▶ [RECORDS PROVIDED]
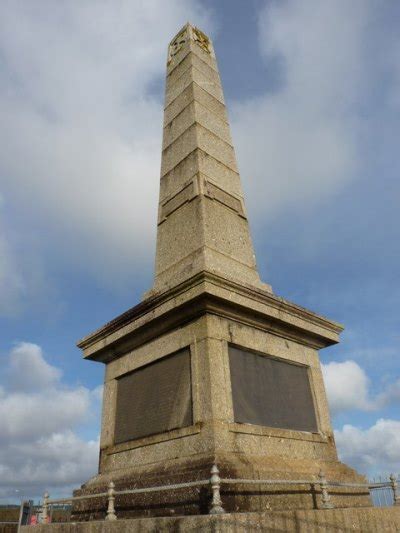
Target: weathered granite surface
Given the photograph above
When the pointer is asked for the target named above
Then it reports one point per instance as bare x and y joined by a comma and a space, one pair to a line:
207, 295
370, 520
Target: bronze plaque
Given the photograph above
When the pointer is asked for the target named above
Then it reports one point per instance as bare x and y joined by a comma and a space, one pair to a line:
155, 398
271, 392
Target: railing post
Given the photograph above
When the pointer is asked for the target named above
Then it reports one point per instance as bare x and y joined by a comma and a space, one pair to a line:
45, 506
396, 496
215, 481
111, 499
325, 498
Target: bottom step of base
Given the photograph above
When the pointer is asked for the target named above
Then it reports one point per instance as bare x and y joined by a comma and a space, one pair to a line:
367, 519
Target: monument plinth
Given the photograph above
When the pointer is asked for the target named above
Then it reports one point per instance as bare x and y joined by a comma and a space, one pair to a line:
211, 367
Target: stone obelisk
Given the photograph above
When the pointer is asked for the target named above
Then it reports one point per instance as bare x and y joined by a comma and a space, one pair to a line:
211, 367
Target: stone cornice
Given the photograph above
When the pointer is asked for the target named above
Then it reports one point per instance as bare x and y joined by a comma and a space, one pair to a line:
208, 293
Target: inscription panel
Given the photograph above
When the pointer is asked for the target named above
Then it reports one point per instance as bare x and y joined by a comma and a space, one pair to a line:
154, 399
270, 392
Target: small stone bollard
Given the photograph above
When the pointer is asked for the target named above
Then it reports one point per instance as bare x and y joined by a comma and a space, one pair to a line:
216, 502
325, 498
45, 508
393, 483
111, 499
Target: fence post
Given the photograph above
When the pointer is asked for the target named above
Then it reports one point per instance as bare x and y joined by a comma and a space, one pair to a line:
45, 506
111, 499
215, 481
396, 496
325, 498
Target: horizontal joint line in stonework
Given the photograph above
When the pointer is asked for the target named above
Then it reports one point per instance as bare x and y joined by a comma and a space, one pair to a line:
204, 128
196, 121
190, 180
211, 83
183, 59
190, 65
193, 82
200, 103
208, 155
201, 249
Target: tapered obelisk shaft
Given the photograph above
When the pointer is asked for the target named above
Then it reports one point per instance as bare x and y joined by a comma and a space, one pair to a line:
202, 222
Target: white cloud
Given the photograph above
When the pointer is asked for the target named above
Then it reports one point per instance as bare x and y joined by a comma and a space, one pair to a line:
298, 143
28, 369
373, 451
39, 445
81, 128
348, 388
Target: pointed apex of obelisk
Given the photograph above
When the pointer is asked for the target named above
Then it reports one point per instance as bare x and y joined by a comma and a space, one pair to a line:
184, 40
202, 222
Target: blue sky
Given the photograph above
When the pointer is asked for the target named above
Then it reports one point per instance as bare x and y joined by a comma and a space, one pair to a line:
312, 90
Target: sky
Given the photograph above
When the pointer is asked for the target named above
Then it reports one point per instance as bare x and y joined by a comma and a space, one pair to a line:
313, 95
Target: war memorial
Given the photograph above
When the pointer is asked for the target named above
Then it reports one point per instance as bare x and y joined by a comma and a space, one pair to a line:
213, 390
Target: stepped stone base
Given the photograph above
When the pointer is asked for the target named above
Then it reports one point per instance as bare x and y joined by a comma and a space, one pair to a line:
367, 520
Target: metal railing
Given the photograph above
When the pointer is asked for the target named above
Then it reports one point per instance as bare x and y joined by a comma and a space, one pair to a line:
215, 482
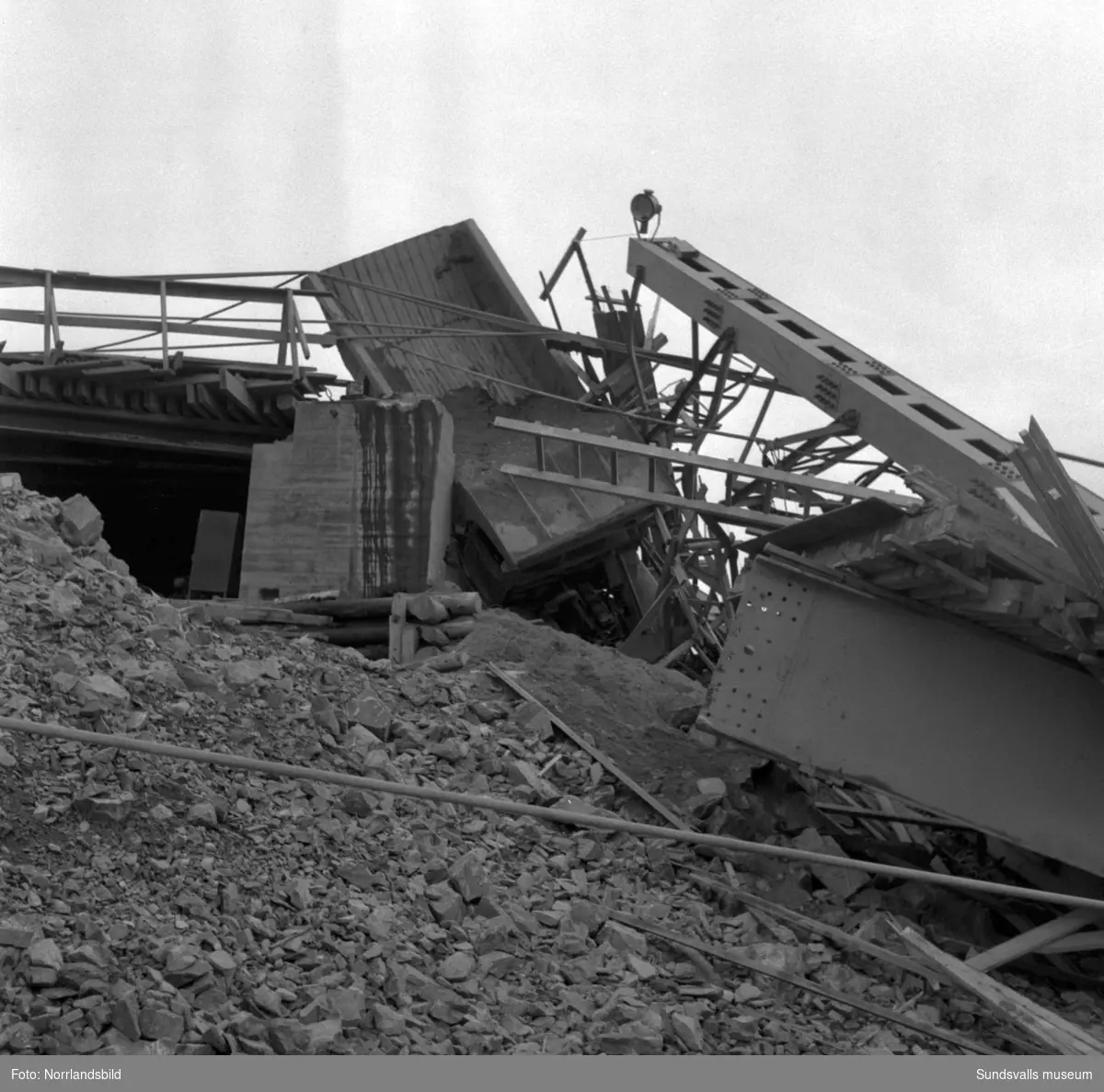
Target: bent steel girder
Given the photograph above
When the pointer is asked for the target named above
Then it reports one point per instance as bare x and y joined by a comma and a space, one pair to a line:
944, 716
892, 413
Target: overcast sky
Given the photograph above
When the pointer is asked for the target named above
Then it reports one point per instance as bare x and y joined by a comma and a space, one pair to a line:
926, 180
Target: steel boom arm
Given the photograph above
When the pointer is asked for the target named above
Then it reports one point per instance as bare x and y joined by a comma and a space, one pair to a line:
894, 414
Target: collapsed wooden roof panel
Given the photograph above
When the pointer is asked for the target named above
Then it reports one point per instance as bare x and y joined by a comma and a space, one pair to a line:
393, 339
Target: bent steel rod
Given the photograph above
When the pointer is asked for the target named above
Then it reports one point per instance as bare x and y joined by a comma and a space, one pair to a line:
535, 811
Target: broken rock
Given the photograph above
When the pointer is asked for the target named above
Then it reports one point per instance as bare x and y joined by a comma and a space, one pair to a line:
623, 938
45, 953
81, 523
689, 1031
840, 881
469, 878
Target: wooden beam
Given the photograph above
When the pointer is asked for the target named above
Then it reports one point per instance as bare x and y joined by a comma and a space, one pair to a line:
1058, 1035
707, 462
236, 389
10, 380
1064, 506
1032, 941
738, 517
63, 422
12, 276
201, 402
258, 332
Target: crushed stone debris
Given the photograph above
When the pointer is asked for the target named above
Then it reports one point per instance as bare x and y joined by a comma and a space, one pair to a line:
155, 906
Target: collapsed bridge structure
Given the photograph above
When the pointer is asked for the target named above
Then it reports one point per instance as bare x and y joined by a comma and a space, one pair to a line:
895, 593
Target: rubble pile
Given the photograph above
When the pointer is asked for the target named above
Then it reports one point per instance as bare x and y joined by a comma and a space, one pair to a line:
158, 906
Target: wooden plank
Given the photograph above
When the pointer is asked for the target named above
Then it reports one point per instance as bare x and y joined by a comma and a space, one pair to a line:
10, 380
594, 752
249, 615
707, 462
739, 517
201, 402
812, 987
258, 332
799, 921
923, 557
1059, 1036
1058, 495
1080, 942
1032, 941
11, 276
397, 640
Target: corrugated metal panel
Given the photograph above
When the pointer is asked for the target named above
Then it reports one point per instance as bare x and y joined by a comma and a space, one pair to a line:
358, 500
453, 264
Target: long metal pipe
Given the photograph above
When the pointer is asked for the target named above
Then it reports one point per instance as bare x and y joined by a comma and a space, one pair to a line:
533, 810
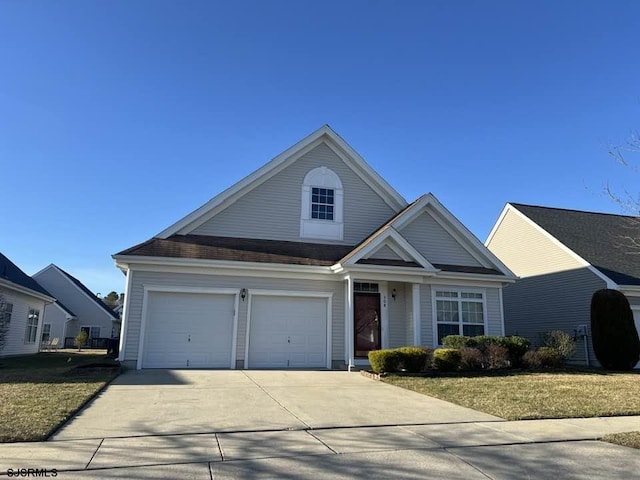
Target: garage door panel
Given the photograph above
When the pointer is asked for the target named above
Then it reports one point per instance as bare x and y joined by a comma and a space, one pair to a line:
188, 330
288, 331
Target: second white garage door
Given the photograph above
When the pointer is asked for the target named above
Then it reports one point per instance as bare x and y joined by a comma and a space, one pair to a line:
188, 330
288, 332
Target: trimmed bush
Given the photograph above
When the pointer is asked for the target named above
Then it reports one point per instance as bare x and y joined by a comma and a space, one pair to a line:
459, 341
564, 343
614, 335
544, 357
471, 359
497, 357
446, 359
413, 359
387, 360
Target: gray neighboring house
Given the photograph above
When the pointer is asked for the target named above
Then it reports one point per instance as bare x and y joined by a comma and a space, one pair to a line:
22, 309
77, 308
562, 257
311, 261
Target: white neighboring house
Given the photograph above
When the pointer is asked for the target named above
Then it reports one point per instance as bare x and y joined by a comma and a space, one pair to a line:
21, 310
312, 261
78, 308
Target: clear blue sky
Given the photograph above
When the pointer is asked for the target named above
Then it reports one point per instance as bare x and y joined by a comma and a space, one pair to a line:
117, 118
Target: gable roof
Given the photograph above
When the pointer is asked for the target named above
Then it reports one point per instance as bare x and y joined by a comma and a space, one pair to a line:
607, 241
84, 290
324, 134
11, 273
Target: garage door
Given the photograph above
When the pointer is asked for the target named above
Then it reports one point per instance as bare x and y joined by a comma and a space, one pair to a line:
288, 332
188, 330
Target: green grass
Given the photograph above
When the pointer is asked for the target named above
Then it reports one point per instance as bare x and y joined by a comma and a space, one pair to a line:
38, 393
626, 439
524, 395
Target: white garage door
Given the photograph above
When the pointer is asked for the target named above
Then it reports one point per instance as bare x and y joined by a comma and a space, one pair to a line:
288, 332
188, 330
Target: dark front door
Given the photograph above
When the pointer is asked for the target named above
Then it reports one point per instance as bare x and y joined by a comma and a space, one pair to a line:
366, 307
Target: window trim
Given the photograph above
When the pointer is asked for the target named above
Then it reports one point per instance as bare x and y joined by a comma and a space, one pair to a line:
459, 299
29, 326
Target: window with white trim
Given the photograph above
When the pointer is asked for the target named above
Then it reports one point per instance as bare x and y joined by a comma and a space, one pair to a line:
31, 332
459, 312
321, 205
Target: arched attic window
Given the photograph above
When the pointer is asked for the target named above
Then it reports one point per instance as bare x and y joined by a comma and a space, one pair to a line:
322, 204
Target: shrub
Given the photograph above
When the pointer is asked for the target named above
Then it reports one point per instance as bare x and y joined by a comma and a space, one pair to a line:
497, 357
446, 359
564, 343
614, 335
471, 359
458, 341
413, 359
387, 360
544, 357
517, 347
80, 340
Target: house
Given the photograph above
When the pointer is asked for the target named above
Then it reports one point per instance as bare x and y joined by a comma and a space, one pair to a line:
562, 257
76, 309
22, 305
311, 261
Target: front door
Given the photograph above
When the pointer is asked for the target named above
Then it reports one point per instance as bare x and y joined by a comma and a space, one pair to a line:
366, 323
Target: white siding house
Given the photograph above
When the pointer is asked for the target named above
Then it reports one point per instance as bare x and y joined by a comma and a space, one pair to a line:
22, 306
311, 261
562, 257
77, 308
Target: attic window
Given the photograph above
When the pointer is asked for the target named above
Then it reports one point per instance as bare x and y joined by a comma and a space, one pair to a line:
322, 203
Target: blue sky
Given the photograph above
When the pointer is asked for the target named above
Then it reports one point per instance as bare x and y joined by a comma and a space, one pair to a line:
117, 118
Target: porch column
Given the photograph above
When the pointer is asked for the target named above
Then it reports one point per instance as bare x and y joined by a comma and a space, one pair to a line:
348, 322
415, 299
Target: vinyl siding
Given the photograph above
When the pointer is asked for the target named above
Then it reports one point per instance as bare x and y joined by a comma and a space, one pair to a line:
435, 243
555, 301
527, 251
140, 278
85, 309
492, 303
385, 253
14, 341
272, 210
398, 319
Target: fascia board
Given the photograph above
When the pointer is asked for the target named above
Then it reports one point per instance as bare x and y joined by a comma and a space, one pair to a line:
25, 291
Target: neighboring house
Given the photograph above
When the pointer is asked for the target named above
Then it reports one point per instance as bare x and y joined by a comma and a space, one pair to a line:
311, 261
21, 309
77, 309
563, 257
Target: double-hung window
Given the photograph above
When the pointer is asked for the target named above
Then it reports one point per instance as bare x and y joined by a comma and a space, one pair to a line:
459, 313
31, 333
322, 203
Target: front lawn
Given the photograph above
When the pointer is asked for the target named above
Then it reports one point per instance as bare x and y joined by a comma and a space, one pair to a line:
40, 392
526, 395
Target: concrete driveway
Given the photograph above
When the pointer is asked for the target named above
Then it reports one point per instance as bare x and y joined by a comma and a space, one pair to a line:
274, 424
160, 402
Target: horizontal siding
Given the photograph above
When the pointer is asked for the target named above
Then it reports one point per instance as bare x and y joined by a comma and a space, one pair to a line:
526, 251
272, 210
435, 243
134, 312
385, 253
556, 301
86, 310
398, 316
492, 300
14, 340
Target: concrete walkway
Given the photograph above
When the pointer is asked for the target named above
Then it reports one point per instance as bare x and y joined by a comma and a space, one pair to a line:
311, 443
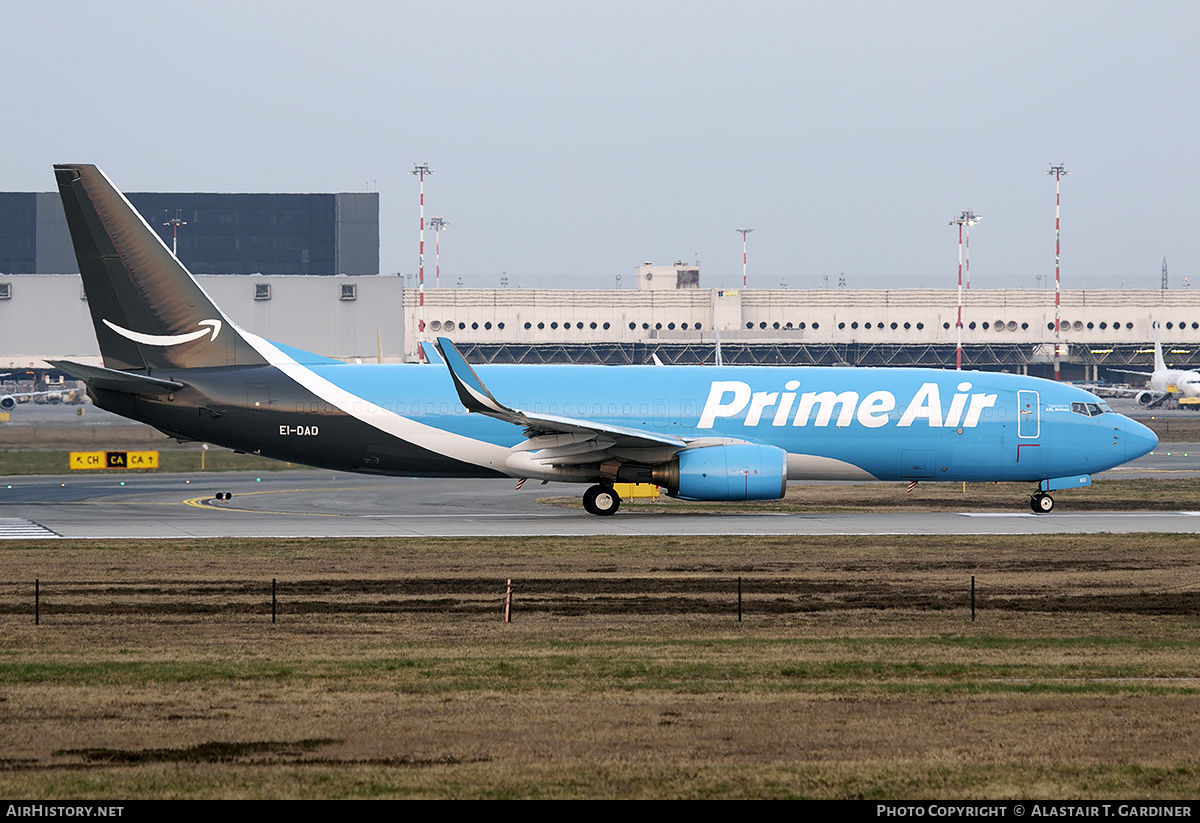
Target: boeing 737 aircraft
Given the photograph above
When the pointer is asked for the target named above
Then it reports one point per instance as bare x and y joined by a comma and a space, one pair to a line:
174, 360
1165, 383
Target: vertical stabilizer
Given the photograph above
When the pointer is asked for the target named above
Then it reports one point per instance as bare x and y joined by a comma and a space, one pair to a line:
147, 308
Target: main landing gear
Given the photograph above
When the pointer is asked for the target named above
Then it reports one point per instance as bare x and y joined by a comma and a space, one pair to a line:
1041, 503
601, 500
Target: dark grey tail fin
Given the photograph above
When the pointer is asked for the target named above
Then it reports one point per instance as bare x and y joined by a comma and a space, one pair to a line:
148, 310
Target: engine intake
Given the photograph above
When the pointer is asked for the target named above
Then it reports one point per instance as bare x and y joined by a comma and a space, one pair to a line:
736, 472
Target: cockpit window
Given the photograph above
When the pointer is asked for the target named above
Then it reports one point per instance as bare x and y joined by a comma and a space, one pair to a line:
1091, 409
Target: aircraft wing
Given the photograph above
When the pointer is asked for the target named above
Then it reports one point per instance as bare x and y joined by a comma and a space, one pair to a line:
29, 394
561, 440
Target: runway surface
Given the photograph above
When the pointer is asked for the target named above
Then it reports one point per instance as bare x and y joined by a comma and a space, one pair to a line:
321, 504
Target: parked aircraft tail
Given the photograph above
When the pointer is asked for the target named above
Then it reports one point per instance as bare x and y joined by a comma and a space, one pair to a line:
148, 311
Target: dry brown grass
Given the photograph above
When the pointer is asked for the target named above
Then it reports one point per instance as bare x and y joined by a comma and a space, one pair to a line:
856, 672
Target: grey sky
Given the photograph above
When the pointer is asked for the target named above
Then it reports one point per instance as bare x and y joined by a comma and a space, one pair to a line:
574, 140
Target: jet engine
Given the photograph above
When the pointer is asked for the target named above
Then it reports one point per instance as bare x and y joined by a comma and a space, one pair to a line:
735, 472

▶ [DIRECTIONS FOR THIS TASK]
All lines from the line containing "Target: engine intake" through the end of the listing above are to be duplicated exactly; include both ends and nothing further.

▶ [WORKED SOLUTION]
Target: engine intake
Given the photograph above
When the pointer is asked for the target named above
Then it reports one point per instance as bare x and y joined by a comma and a space, one pair to a line:
736, 472
Target: cockpit window
Given the photograph above
When the pointer is asked for the target named above
Then it reports one point per instance as bare x and y joined by a comma and a space, one pair to a line:
1091, 409
Target: aircraft wing
Given the photograph above
When the pointer is asked for the target named above
Then it reports one point per instance as bare x and y joined by a comma and a space, one pair to a line:
29, 394
561, 440
Target: runway surface
Given the photograph above
When the pointer is asked for the target named above
Then it reports one point per instance as bare x and y joined by a comma and a space, one pair to a line:
321, 504
Target: parked aircraft tail
Given the photograph above
When the pointer is asked for the target named above
Then it reports one point per instance as bare x and y joined by a comma and a space, one pair to a line:
148, 311
Target: dry brown grass
Given the photograph above
When the pointer is asked for the target named above
Then it reports one point per instance as bare x and y joined by a comma and a space, one pair to a line:
856, 672
Target: grey sky
Given the photograph above
When the pointer is asked for the target named above
Then it reports one point per instance as bare x and y joined by a comma and a space, one pair to a line:
574, 140
Target: jet engine
Given the photograph above
When the pointer is asked for the target named above
Then it reports one point per instance as bare x and y joined by a comma and a space, one pair to a line:
735, 472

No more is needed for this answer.